DOCUMENT EXCERPT ->
* begin *
No. Code that uses <wctype.h> and wcwidth() is written precisely according
to POSIX. The problem is that this code cannot work correctly when wchar_t[]
is in UTF-16 encoding. There simply is no way to define these functions
in a reasonable way for surrogates.

For example:
  U+1031E = 0xD800 0xDF1E   is a letter (iswalpha should be true)
  U+10320 = 0xD800 0xDF20   is not a letter (iswalpha should be false)
  U+1D31E = 0xD834 0xDF1E   is not a letter (iswalpha should be false)
  U+1D320 = 0xD834 0xDF20   is not a letter (iswalpha should be false)
  U+1D71E = 0xD835 0xDF1E   is a letter (iswalpha should be true)
  U+1D720 = 0xD835 0xDF20   is a letter (iswalpha should be true)
There is no way that a system can provide this information through a
function 'iswalpha' that takes a single wchar_t argument.

It would be possible to provide this information
  - either through a function iswalpha2 (wchar_t wc1, wchar_t wc2)
    that takes two wchar_t arguments,
  - or through a function uc_is_alpha (ucs4_t uc),
but that is not POSIX, and it would require rewriting each and every
piece of code that currently uses <wctype.h> in the POSIX way.
* end *
WRITTEN EXERCISE A ->
Answer these questions about the excerpt on UTF-16 and POSIX character functions:
(i) Which code point does the surrogate pair 0xD835 0xDF20 stand for?
(ii) What argument type does the proposed function uc_is_alpha take?
(iii) In what encoding of wchar_t[] does the excerpt say this code cannot work correctly?
The excerpt on UTF-16 and POSIX character functions has no connection to the data listing.

Data listing
* begin *
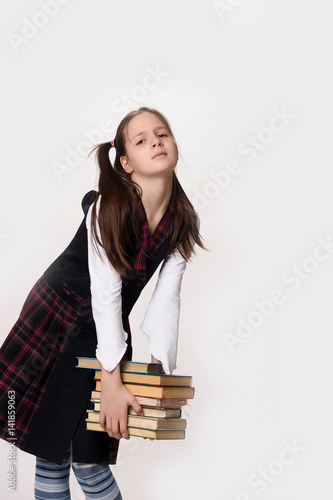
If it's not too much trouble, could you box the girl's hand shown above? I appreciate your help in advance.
[99,365,143,439]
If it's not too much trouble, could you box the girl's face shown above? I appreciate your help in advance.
[120,112,178,185]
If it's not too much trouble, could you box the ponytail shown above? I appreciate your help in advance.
[89,107,205,275]
[89,142,140,274]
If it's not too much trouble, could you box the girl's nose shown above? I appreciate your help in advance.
[153,137,162,148]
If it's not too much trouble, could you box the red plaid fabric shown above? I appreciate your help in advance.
[0,188,174,463]
[134,191,175,284]
[0,277,80,447]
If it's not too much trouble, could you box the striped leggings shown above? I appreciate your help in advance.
[35,448,122,500]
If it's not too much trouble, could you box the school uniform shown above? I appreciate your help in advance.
[0,191,185,464]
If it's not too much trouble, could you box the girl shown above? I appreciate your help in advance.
[0,107,204,500]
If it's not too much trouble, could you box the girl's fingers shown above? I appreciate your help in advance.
[130,396,144,417]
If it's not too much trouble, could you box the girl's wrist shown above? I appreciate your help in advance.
[101,364,123,387]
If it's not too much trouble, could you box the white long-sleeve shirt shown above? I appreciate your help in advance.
[86,200,186,374]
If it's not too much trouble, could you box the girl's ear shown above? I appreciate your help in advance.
[120,156,134,175]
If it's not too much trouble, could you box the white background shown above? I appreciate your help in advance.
[0,0,333,500]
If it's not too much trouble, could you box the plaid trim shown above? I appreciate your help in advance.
[0,277,80,447]
[134,191,175,284]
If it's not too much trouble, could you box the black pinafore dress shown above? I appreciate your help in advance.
[0,191,174,464]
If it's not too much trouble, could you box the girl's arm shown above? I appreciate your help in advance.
[141,250,186,373]
[86,201,143,439]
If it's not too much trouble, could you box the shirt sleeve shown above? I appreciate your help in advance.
[140,250,186,374]
[86,200,127,371]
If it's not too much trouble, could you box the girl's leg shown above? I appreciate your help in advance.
[72,462,122,500]
[35,449,71,500]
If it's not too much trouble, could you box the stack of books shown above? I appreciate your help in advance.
[77,357,194,439]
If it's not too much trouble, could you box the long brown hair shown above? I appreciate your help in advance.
[89,107,205,275]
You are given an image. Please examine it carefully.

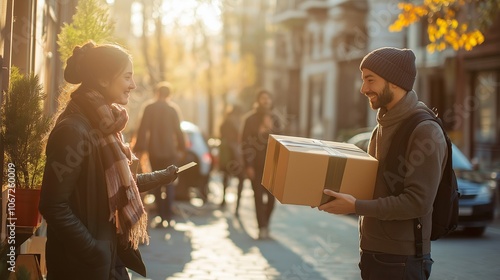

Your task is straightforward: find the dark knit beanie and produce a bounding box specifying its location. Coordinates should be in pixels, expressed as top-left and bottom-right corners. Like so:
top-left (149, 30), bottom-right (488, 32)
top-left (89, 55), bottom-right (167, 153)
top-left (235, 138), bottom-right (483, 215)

top-left (359, 47), bottom-right (417, 91)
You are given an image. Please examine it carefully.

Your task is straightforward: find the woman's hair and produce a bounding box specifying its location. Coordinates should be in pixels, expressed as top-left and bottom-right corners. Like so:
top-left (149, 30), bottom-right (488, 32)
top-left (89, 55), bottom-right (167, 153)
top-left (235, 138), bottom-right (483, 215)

top-left (64, 41), bottom-right (132, 87)
top-left (155, 81), bottom-right (172, 99)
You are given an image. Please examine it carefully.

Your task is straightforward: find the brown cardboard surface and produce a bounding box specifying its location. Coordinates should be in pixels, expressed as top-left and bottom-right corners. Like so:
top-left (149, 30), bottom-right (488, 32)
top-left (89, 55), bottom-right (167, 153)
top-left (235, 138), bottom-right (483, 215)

top-left (262, 134), bottom-right (378, 206)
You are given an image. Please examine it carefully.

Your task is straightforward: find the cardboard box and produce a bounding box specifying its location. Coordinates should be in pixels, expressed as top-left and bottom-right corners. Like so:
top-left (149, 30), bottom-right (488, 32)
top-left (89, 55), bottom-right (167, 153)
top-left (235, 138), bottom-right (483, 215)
* end *
WRITTEN EXERCISE B ->
Return the lines of the data listing word for word, starting at the line that contains "the girl's ear" and ending at the line that contains "[0,0,333,500]".

EXERCISE OUTPUT A ->
(i) U+1D720
(ii) ucs4_t
(iii) UTF-16

EXERCISE OUTPUT B ->
If it's not too much trouble, could you box the girl's ear shown above? I appreciate your help in advance.
[120,156,134,175]
If it's not too much trouble, could you box the white background shown above? I appreciate your help in advance.
[0,0,333,500]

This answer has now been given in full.